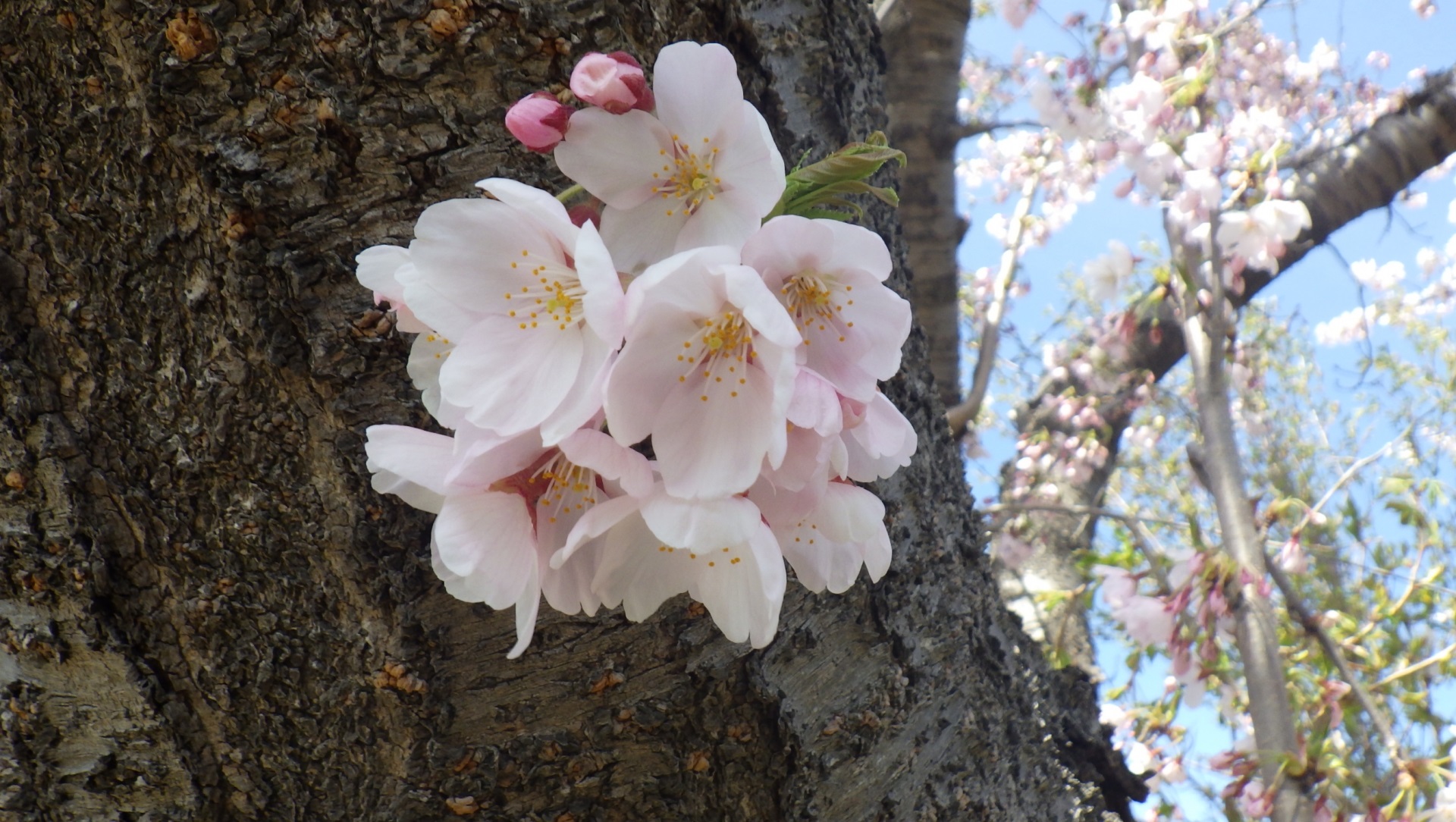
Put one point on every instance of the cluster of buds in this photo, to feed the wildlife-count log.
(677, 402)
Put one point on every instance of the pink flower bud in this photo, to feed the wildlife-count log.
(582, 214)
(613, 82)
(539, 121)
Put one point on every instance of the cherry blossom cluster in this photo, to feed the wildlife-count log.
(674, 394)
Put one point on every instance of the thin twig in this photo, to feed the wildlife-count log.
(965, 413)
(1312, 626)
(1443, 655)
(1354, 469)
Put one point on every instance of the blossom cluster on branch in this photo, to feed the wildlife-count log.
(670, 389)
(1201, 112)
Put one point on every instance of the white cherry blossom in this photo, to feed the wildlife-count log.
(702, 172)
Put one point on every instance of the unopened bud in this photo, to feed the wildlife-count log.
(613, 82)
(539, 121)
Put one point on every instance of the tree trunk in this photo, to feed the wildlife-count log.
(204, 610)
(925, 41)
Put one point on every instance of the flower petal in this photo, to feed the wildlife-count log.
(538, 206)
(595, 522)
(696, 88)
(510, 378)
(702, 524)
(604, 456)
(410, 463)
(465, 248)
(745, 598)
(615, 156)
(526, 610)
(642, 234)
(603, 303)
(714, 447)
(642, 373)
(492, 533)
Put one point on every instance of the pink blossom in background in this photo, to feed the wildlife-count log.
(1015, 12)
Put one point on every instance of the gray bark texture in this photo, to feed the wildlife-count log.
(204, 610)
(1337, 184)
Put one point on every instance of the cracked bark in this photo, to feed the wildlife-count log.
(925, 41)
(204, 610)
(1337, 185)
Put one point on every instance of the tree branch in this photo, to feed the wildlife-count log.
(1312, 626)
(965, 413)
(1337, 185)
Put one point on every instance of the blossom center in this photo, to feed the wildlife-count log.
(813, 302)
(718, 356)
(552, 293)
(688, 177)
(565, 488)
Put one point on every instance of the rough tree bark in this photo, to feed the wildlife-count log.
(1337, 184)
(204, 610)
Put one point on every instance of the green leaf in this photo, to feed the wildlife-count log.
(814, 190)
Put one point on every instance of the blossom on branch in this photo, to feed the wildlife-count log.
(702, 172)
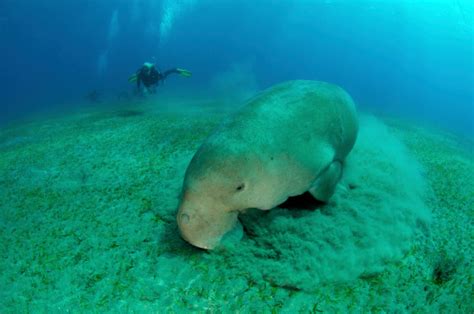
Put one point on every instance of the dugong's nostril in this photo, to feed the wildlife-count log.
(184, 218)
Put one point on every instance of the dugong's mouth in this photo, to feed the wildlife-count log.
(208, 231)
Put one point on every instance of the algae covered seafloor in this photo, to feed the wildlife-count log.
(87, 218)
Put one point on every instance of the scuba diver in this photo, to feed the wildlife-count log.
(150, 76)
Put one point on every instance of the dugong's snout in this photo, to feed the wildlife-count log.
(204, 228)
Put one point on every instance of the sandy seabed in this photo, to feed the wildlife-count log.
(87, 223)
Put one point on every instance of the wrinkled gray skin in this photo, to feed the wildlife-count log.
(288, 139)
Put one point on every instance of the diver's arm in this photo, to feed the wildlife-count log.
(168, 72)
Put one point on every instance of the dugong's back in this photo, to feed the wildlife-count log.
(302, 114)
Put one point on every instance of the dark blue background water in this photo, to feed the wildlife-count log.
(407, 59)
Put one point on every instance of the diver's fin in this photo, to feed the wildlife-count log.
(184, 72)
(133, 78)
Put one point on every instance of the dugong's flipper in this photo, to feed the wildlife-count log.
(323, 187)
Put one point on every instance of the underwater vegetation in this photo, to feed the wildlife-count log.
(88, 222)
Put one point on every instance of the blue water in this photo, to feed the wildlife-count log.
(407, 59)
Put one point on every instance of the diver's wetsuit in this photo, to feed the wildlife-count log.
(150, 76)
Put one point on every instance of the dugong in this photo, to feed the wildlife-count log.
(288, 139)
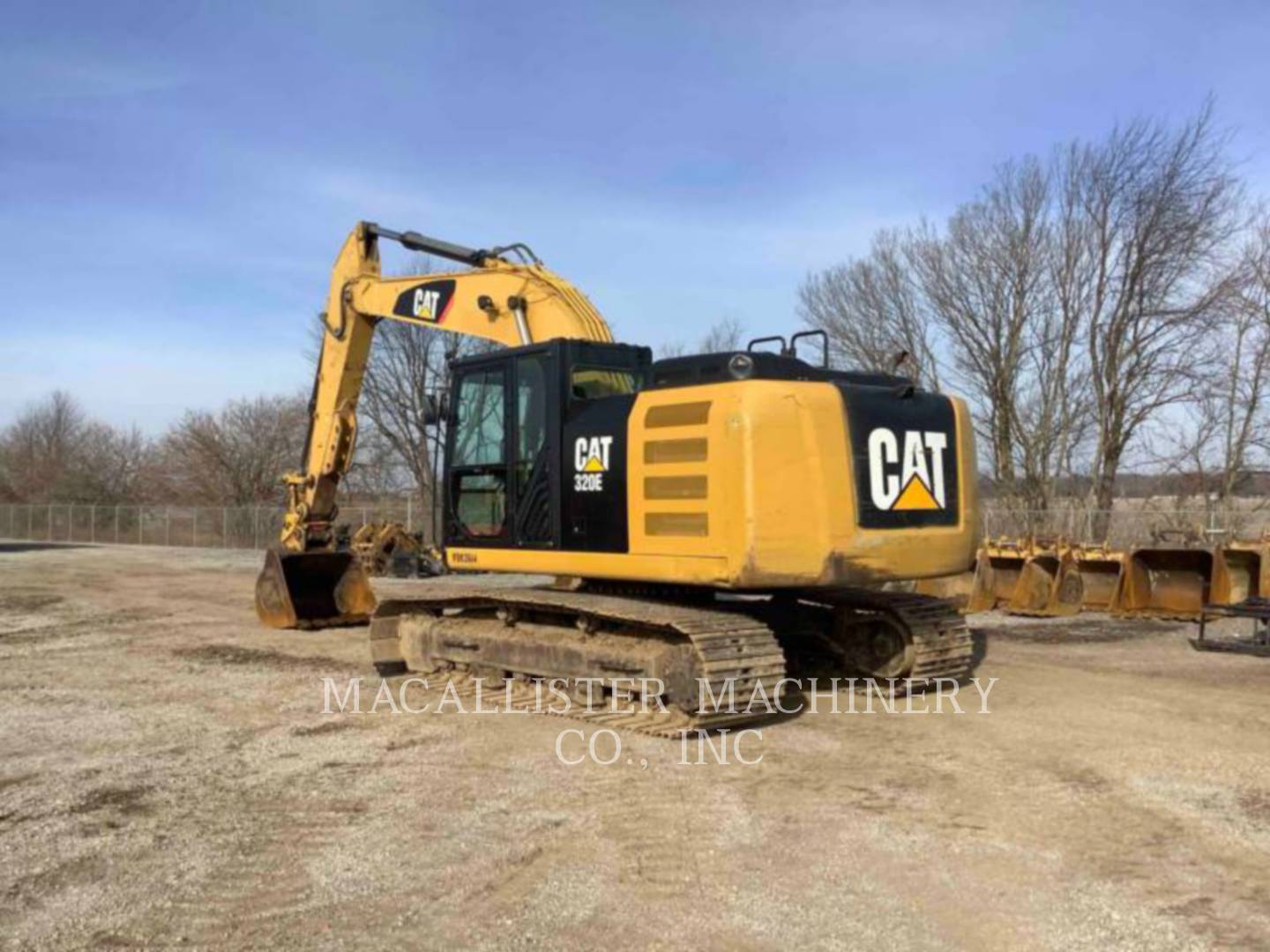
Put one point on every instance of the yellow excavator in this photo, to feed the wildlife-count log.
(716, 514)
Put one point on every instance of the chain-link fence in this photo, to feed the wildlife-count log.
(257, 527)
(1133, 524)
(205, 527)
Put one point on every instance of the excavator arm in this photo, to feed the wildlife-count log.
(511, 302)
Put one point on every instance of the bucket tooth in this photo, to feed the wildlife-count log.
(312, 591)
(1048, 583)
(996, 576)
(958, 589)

================

:: Job ::
Copy all of the rows above word for word, leaving out the pictures.

:: Complete answer ::
Put one point on every instance of the cluster of buds in this photo, to feed the wildlife-count log.
(677, 402)
Put one point on every instance of the pink flower bud in this photo, to feed the wildlife-count log.
(582, 214)
(613, 82)
(539, 121)
Put one point on every instance of the cherry blossom cluster in this photo, to feed the wildlife-count log.
(674, 394)
Put one point on every instance of the thin twig in this photo, to feed the wildlife-count log.
(965, 413)
(1312, 626)
(1443, 655)
(1354, 469)
Put one point on every instance of the blossom cluster on branch in this photo, to feed the wildlife-count log.
(670, 389)
(1201, 112)
Put one point on every instance of the white cherry blossom in this photo, to feed the wildlife-count log.
(702, 172)
Put one point on every instance of the unopened bud in this photo, to feed the wildlife-count log.
(613, 82)
(539, 121)
Put one point on every instance of the tree trunk in this photo, to feed the wildlife-count log.
(204, 610)
(925, 41)
Put one point on every instance of the flower petal in this photo, to feed the wildlife-count log.
(538, 206)
(595, 522)
(696, 88)
(510, 378)
(702, 524)
(604, 456)
(410, 463)
(465, 248)
(745, 598)
(615, 156)
(526, 610)
(642, 234)
(603, 303)
(714, 447)
(642, 373)
(492, 533)
Put one point on every instance of the pink blossom in background in this photo, to feed the wildlife-count log.
(1015, 12)
Put one point on every instance of the gray bark texture in this photo, to feed the wildlife-count log.
(204, 610)
(1337, 184)
Put one point on every instance of the cracked bark in this photo, to feed the wildlife-count log.
(925, 41)
(204, 610)
(1337, 185)
Put one point on every instance of the tree branch in this photo, to feed the wildlife-count log.
(1312, 626)
(965, 413)
(1337, 185)
Put one point on every instance of the blossom center in this photo, to feed the wildlife-count log.
(813, 302)
(718, 356)
(552, 293)
(688, 177)
(565, 488)
Put one point on every instance of the rough tree bark in this photo, to feed the wildlife-count log.
(1337, 184)
(204, 610)
Put one point on every instance of the green leaf in this photo, to feed the wildlife-count log.
(814, 190)
Put one point on every instance of the blossom on branch in this photo, to feed the wildlife-count log.
(702, 172)
Put one point on every instance of the dugong's nostril in this photo, to feed the wildlife-count log.
(184, 218)
Put one point on every instance of the dugong's mouth in this photo, to feed the wildlife-count log.
(208, 231)
Put one point on every instance of the algae covered seafloor in this photo, to feed the wildlife-count log.
(87, 218)
Put one point on every instance of the scuba diver in this photo, to feed the wildlife-count log.
(150, 76)
Put one point on every instance of the dugong's snout in this photo, to feed the wildlife-count log.
(204, 228)
Put one point on every instance of the sandy seabed in this photo, to feed the wildlife-count log.
(87, 223)
Put one point on every instance of the wrinkled gray skin in this photo, to feed the wildlife-count log.
(288, 139)
Put one point on every instance of the diver's arm in this photo, to feed the wildlife-count log.
(168, 72)
Put one point on every instance of the dugong's back in this photo, to feed the wildlife-count log.
(302, 114)
Put one point on every instance of the dark blue background water in this photo, to feed the wildlife-count log.
(407, 59)
Put one point on every instance of the diver's fin in this photo, to feed the wildlife-count log.
(184, 72)
(133, 78)
Put one point on every instance of the dugong's flipper in this photo, to feed the wildlife-count log.
(323, 187)
Put one point on every instance of the underwater vegetation in this photo, to feed the wildlife-count log.
(88, 222)
Put one point on every instance of the blue water in this photo, to feed the wildlife-count log.
(407, 59)
Put one point on every instance of the diver's wetsuit in this photo, to feed the wildlife-count log.
(150, 76)
Put one point on every instance of the dugong in this photo, to feed the wildlife-count log.
(288, 139)
Put one point on every instance of the yellow excavator in this photo, to feed the wildlife-count log.
(716, 514)
Put one point on every instance of the chain-link fence in this photo, to feed the wildlife-count log.
(257, 527)
(1133, 524)
(205, 527)
Put one point on every instance of the excavator arm in this photo, to feed the wildlife-count log.
(511, 302)
Put one point on every instance of the bucket tooth in this photo, to feed the wildlife-count log.
(312, 591)
(1048, 583)
(996, 576)
(958, 589)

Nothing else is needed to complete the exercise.